▶ Task requirements
Please rewrite every line of the records below as a two-column Markdown table, with a row number under Row and the line under Line. Leave out blank lines.

-- -- --

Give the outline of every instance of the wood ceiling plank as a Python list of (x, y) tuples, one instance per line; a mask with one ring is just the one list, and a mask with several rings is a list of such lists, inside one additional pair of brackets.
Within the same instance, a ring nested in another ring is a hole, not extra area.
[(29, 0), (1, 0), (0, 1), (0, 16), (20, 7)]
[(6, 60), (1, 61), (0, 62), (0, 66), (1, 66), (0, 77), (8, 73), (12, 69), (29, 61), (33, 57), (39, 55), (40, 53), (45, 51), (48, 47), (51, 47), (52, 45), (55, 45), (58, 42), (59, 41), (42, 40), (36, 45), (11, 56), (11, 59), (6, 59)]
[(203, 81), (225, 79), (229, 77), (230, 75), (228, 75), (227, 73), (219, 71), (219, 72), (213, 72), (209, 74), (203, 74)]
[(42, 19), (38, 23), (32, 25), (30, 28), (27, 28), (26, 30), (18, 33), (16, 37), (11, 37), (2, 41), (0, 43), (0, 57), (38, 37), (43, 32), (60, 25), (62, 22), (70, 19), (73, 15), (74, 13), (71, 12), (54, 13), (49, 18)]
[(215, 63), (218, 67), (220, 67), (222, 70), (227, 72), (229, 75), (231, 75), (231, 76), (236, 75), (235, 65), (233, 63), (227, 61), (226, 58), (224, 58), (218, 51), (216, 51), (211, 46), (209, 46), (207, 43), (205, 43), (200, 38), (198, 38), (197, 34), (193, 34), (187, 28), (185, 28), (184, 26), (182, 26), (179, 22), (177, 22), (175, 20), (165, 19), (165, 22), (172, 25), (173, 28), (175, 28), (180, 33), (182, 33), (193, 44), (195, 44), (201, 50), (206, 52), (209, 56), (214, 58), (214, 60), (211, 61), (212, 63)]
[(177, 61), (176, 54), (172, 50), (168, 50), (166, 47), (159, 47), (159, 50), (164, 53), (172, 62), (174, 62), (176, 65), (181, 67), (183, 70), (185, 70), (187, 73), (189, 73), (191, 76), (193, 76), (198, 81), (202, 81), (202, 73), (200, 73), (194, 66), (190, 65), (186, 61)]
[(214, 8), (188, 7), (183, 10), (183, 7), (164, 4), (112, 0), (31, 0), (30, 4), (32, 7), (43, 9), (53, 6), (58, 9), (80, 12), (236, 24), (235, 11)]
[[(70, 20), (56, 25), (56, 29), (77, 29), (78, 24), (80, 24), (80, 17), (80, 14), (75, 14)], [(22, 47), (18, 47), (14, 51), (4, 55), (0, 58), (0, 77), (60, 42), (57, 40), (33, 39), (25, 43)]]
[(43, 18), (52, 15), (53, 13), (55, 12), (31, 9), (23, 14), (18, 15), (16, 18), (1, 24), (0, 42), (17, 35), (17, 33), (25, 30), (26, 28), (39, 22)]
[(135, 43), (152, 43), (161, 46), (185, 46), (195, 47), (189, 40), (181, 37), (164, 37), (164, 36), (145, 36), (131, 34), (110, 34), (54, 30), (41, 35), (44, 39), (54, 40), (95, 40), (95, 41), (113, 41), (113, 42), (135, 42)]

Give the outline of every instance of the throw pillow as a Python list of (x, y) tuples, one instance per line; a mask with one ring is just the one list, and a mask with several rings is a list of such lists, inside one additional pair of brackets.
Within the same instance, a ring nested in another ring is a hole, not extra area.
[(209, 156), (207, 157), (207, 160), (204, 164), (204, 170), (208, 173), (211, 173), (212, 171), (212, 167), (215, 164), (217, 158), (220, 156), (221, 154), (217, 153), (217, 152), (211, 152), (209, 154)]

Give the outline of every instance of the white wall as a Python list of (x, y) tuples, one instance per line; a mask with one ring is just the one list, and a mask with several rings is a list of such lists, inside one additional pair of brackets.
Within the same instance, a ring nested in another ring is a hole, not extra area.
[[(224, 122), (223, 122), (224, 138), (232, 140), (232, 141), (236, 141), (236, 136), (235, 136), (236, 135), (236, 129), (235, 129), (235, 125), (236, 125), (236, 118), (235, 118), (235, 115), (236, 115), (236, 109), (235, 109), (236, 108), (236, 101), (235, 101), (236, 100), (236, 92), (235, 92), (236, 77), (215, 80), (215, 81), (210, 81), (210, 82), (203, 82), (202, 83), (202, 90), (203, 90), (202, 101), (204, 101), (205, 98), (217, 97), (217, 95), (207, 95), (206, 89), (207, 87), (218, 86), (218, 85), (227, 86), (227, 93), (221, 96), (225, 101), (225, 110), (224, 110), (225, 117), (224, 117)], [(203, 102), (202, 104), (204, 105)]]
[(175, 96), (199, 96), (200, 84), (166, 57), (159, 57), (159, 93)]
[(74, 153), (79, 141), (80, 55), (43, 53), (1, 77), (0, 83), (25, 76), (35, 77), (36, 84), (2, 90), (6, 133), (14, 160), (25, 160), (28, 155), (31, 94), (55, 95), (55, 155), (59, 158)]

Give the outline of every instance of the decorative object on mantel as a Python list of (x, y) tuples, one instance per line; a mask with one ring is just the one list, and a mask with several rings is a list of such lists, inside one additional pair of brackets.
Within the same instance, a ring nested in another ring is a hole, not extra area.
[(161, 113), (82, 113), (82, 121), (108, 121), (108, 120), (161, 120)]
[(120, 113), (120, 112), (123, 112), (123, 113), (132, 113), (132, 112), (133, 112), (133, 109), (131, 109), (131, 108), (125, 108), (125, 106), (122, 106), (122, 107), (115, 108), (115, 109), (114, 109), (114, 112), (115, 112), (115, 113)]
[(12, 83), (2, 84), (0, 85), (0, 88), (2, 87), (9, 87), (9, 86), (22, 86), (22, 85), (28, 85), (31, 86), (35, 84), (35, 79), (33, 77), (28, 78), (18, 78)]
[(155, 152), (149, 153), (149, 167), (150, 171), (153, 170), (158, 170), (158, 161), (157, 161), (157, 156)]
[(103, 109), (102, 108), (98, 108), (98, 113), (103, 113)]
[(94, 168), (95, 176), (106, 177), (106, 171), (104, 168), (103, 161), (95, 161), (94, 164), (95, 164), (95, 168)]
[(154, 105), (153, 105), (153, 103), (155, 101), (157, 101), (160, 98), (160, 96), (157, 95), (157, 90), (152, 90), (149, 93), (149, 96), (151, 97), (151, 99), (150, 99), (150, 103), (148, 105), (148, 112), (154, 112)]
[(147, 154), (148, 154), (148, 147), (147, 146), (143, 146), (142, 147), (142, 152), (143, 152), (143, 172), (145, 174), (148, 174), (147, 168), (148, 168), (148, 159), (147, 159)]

-- -- --

▶ Solution to this task
| Row | Line |
|---|---|
| 1 | Give the outline of every instance of the wood ceiling plank as a Python list of (x, y) tuples, one instance per line; a mask with one ring is just the one list, and a mask with several rings is a list of such lists, inside one additional pair of brackets. |
| 2 | Within the same instance, a ring nested in another ring is a hole, not extra area. |
| 3 | [(29, 0), (1, 0), (0, 1), (0, 16), (20, 7)] |
| 4 | [(6, 60), (1, 61), (0, 62), (0, 66), (1, 66), (0, 77), (8, 73), (12, 69), (29, 61), (33, 57), (39, 55), (40, 53), (45, 51), (48, 47), (51, 47), (52, 45), (55, 45), (58, 42), (59, 41), (42, 40), (36, 45), (11, 56), (11, 59), (6, 59)] |
| 5 | [(203, 81), (225, 79), (229, 77), (230, 75), (228, 75), (227, 73), (219, 71), (219, 72), (213, 72), (209, 74), (203, 74)] |
| 6 | [(42, 19), (38, 23), (32, 25), (30, 28), (27, 28), (26, 30), (18, 33), (16, 37), (11, 37), (2, 41), (0, 43), (0, 57), (38, 37), (43, 32), (60, 25), (62, 22), (70, 19), (73, 15), (74, 13), (71, 12), (54, 13), (49, 18)] |
| 7 | [(215, 63), (218, 67), (220, 67), (222, 70), (227, 72), (229, 75), (231, 75), (231, 76), (236, 75), (235, 65), (233, 63), (227, 61), (226, 58), (224, 58), (218, 51), (216, 51), (211, 46), (209, 46), (207, 43), (205, 43), (200, 38), (198, 38), (197, 34), (193, 34), (187, 28), (185, 28), (184, 26), (182, 26), (179, 22), (177, 22), (175, 20), (165, 19), (165, 22), (172, 25), (173, 28), (175, 28), (180, 33), (182, 33), (193, 44), (195, 44), (201, 50), (206, 52), (209, 56), (214, 58), (214, 60), (211, 61), (212, 63)] |
| 8 | [(177, 61), (176, 54), (172, 50), (168, 50), (166, 47), (159, 47), (159, 50), (164, 53), (172, 62), (174, 62), (176, 65), (181, 67), (183, 70), (185, 70), (187, 73), (189, 73), (191, 76), (193, 76), (198, 81), (202, 81), (202, 73), (200, 73), (194, 66), (190, 65), (186, 61)] |
| 9 | [(214, 8), (188, 7), (183, 10), (183, 7), (164, 4), (112, 0), (31, 0), (30, 4), (32, 7), (43, 9), (53, 6), (58, 9), (80, 12), (236, 24), (235, 11)] |
| 10 | [[(70, 20), (56, 25), (56, 29), (77, 29), (78, 24), (80, 24), (80, 17), (80, 14), (75, 14)], [(22, 47), (18, 47), (14, 51), (4, 55), (0, 58), (0, 77), (60, 42), (57, 40), (33, 39), (25, 43)]] |
| 11 | [(43, 18), (52, 15), (53, 13), (55, 12), (31, 9), (23, 14), (18, 15), (16, 18), (1, 24), (0, 42), (17, 35), (17, 33), (25, 30), (26, 28), (39, 22)] |
| 12 | [(135, 43), (152, 43), (161, 46), (185, 46), (195, 47), (189, 40), (181, 37), (164, 37), (164, 36), (145, 36), (131, 34), (110, 34), (54, 30), (41, 35), (44, 39), (54, 40), (95, 40), (95, 41), (113, 41), (113, 42), (135, 42)] |
| 13 | Give the outline of every instance of the throw pillow as a Python list of (x, y) tuples, one instance per line; a mask with one ring is just the one list, and a mask with several rings is a list of such lists, inside one additional pair of brackets. |
| 14 | Within the same instance, a ring nested in another ring is a hole, not extra area. |
| 15 | [(209, 156), (207, 157), (207, 160), (204, 164), (204, 170), (208, 173), (211, 173), (212, 171), (212, 167), (215, 164), (217, 158), (220, 156), (221, 154), (217, 153), (217, 152), (211, 152), (209, 154)] |
| 16 | Give the outline of every instance of the white wall as a Python list of (x, y) tuples, one instance per line; a mask with one ring is just the one list, and a mask with several rings is a list of such lists, inside one additional pair of brackets. |
| 17 | Within the same instance, a ring nested in another ring is a hole, not extra area. |
| 18 | [[(224, 122), (223, 122), (224, 138), (232, 140), (232, 141), (236, 141), (236, 136), (235, 136), (236, 135), (236, 129), (235, 129), (235, 125), (236, 125), (236, 118), (235, 118), (235, 115), (236, 115), (236, 109), (235, 109), (236, 108), (236, 101), (235, 101), (236, 100), (236, 92), (235, 92), (236, 77), (215, 80), (215, 81), (210, 81), (210, 82), (203, 82), (202, 83), (202, 90), (203, 90), (202, 101), (204, 101), (205, 98), (217, 97), (217, 95), (207, 95), (206, 89), (207, 87), (218, 86), (218, 85), (227, 86), (227, 93), (221, 96), (225, 101), (225, 110), (224, 110), (225, 117), (224, 117)], [(203, 102), (202, 104), (204, 105)]] |
| 19 | [(175, 96), (199, 96), (200, 84), (166, 57), (159, 57), (159, 93)] |
| 20 | [(74, 153), (79, 141), (80, 55), (43, 53), (1, 77), (0, 83), (25, 76), (35, 77), (36, 84), (2, 90), (6, 133), (14, 160), (25, 160), (28, 155), (31, 94), (55, 95), (55, 155), (59, 158)] |
| 21 | Give the outline of every instance of the decorative object on mantel as a Python list of (x, y) tuples, one instance per line; a mask with one ring is just the one list, and a mask with several rings is a list of such lists, inside one additional pair of brackets. |
| 22 | Within the same instance, a ring nested in another ring is a hole, not extra area. |
| 23 | [(161, 113), (82, 113), (82, 121), (108, 121), (108, 120), (161, 120)] |
| 24 | [(120, 113), (120, 112), (123, 112), (123, 113), (132, 113), (132, 112), (133, 112), (133, 109), (131, 109), (131, 108), (125, 108), (125, 106), (122, 106), (122, 107), (115, 108), (115, 109), (114, 109), (114, 112), (115, 112), (115, 113)] |
| 25 | [(12, 83), (2, 84), (0, 85), (0, 88), (2, 87), (9, 87), (9, 86), (22, 86), (22, 85), (28, 85), (31, 86), (35, 84), (35, 79), (33, 77), (28, 78), (18, 78)] |
| 26 | [(155, 152), (149, 153), (149, 167), (150, 171), (153, 170), (158, 170), (158, 161), (157, 161), (157, 156)] |
| 27 | [(103, 109), (102, 108), (98, 108), (98, 113), (103, 113)] |
| 28 | [(94, 168), (95, 176), (106, 177), (106, 171), (104, 168), (103, 161), (95, 161), (94, 164), (95, 164), (95, 168)] |
| 29 | [(154, 105), (153, 105), (153, 103), (155, 101), (157, 101), (160, 98), (160, 96), (157, 95), (157, 90), (152, 90), (149, 93), (149, 96), (151, 97), (151, 99), (150, 99), (150, 103), (148, 105), (148, 112), (154, 112)] |
| 30 | [(147, 154), (148, 154), (148, 147), (147, 146), (143, 146), (142, 147), (142, 152), (143, 152), (143, 172), (145, 174), (148, 174), (147, 168), (148, 168), (148, 159), (147, 159)] |